Items from a dataset
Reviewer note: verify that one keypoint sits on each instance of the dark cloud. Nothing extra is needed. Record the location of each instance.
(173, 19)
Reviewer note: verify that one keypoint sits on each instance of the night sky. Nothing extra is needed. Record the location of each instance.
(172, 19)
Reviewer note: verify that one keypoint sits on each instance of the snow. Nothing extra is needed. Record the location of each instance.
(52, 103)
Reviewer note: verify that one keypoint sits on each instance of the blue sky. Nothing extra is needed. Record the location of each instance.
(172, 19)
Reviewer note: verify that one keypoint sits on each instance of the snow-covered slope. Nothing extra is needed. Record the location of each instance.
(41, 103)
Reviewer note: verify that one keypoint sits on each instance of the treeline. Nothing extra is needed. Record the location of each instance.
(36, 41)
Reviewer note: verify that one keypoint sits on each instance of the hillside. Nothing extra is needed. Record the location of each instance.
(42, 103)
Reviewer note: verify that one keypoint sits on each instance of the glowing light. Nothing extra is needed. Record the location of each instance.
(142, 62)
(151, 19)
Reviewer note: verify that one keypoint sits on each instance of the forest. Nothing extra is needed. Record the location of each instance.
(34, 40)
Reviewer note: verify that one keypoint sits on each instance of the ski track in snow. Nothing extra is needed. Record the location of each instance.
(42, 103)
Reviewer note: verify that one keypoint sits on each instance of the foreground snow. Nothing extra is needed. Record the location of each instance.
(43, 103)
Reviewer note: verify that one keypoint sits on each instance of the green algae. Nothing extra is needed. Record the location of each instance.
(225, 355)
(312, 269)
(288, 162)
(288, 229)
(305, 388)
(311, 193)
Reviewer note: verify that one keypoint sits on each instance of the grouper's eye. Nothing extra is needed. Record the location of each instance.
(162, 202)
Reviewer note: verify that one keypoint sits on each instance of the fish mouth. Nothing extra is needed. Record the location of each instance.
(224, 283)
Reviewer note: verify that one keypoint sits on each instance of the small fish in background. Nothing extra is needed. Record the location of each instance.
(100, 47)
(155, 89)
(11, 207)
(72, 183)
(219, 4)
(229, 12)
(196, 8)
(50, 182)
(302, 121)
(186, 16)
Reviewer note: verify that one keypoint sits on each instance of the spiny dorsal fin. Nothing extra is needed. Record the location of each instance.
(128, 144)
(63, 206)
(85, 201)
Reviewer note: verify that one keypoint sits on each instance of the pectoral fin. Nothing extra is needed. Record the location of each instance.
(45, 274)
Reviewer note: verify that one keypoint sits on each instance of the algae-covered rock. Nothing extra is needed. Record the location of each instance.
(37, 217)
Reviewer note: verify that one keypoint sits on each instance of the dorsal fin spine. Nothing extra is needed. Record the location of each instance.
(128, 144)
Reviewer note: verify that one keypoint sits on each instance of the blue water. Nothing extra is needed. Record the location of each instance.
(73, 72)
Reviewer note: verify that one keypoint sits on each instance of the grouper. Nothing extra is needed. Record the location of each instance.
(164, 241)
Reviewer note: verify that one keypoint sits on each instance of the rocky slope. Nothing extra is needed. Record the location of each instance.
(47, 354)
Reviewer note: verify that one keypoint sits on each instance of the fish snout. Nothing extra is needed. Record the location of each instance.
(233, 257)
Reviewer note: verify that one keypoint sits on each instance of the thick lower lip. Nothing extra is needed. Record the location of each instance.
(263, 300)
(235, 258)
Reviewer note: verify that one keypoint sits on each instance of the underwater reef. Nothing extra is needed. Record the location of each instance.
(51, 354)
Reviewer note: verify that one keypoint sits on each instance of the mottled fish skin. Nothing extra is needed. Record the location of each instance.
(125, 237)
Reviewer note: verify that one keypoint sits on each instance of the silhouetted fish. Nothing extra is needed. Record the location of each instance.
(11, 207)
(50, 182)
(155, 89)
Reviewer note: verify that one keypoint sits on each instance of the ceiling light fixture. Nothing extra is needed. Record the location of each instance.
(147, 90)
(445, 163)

--

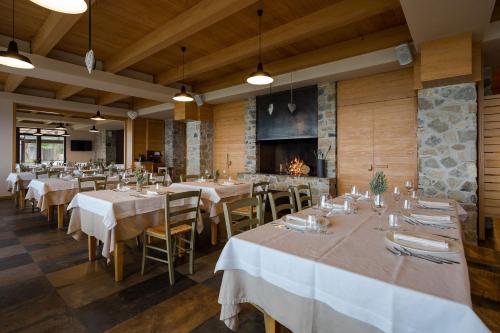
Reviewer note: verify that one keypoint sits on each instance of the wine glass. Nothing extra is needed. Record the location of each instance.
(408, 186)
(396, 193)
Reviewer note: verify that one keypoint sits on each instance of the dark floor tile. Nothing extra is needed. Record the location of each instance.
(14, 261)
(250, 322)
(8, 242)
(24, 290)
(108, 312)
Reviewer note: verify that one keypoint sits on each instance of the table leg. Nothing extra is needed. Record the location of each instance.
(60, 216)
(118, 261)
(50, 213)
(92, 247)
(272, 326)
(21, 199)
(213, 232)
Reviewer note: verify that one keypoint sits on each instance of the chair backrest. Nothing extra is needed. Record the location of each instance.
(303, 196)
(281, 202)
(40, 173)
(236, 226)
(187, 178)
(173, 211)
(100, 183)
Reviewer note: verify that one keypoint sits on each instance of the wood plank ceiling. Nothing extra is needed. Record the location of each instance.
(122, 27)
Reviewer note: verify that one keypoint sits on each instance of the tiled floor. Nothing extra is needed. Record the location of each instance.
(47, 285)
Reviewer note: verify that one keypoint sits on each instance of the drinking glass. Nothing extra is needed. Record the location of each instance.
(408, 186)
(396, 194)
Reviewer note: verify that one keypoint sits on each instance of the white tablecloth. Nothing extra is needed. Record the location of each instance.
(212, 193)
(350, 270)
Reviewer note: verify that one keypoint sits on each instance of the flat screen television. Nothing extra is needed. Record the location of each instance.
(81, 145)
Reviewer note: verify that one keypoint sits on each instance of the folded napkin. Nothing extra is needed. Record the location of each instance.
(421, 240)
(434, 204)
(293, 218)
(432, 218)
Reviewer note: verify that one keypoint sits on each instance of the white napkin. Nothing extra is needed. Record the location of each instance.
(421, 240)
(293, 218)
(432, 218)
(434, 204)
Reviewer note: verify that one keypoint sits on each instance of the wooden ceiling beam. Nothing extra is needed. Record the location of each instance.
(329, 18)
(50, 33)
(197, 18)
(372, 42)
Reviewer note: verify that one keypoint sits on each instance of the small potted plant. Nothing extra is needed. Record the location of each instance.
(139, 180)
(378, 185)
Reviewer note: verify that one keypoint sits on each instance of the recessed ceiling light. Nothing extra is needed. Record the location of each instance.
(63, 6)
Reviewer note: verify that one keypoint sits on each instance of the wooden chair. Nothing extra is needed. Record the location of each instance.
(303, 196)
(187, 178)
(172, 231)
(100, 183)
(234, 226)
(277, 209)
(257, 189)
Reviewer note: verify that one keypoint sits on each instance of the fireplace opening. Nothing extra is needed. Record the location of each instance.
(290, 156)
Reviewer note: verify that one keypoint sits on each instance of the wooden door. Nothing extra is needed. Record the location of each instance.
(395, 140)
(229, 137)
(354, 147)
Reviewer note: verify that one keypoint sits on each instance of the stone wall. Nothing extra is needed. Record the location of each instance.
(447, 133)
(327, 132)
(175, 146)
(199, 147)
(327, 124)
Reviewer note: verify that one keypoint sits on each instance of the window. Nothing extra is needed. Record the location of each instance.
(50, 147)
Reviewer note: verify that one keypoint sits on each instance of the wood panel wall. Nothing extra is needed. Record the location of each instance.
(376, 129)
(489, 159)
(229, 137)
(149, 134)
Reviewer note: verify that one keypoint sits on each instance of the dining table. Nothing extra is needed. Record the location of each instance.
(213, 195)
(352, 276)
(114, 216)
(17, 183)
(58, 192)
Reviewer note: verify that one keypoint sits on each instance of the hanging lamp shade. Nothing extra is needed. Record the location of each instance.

...

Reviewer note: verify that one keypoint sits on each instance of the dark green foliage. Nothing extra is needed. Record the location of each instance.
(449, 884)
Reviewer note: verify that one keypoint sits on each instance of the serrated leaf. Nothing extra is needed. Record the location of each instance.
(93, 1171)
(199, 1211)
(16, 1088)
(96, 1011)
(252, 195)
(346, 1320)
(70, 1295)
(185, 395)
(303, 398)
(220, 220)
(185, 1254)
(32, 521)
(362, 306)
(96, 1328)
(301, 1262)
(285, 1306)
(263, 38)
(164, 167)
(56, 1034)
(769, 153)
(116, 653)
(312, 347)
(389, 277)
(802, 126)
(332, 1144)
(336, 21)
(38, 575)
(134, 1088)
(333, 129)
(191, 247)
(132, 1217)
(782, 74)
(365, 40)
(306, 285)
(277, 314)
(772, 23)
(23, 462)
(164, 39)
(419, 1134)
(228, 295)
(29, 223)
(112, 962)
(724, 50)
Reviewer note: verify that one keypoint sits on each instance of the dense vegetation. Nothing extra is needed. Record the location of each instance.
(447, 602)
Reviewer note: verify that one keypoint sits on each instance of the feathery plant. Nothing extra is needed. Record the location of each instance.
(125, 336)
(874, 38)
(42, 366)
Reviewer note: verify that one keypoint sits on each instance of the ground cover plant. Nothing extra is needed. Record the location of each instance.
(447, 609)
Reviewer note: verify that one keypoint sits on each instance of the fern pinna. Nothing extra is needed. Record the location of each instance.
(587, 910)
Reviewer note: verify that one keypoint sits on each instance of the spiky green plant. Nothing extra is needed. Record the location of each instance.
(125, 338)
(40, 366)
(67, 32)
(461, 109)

Your instructions
Taking everything from the line containing "of the window." down to the line containing "of the hanging", rename "keypoint" to "marker" and repeat only those lines with nothing else changed.

Task result
Reviewer note: verify that one marker sits on each instance of the window. Nothing extra is needed. Record the location of each instance.
(50, 147)
Reviewer note: verify that one marker sits on each instance of the wood panel wall. Nothing extra is needed. Record the location of each instance.
(376, 129)
(489, 159)
(229, 137)
(149, 134)
Reviewer note: verify that one marker sits on each instance of the dining table. Nothing extra is needed. Record the location of each instance.
(213, 195)
(352, 276)
(114, 216)
(17, 183)
(58, 192)
Reviewer note: verify that one marker sits on each instance of the hanging lamp shade. Nothing extra is needed. Record the location of each instance.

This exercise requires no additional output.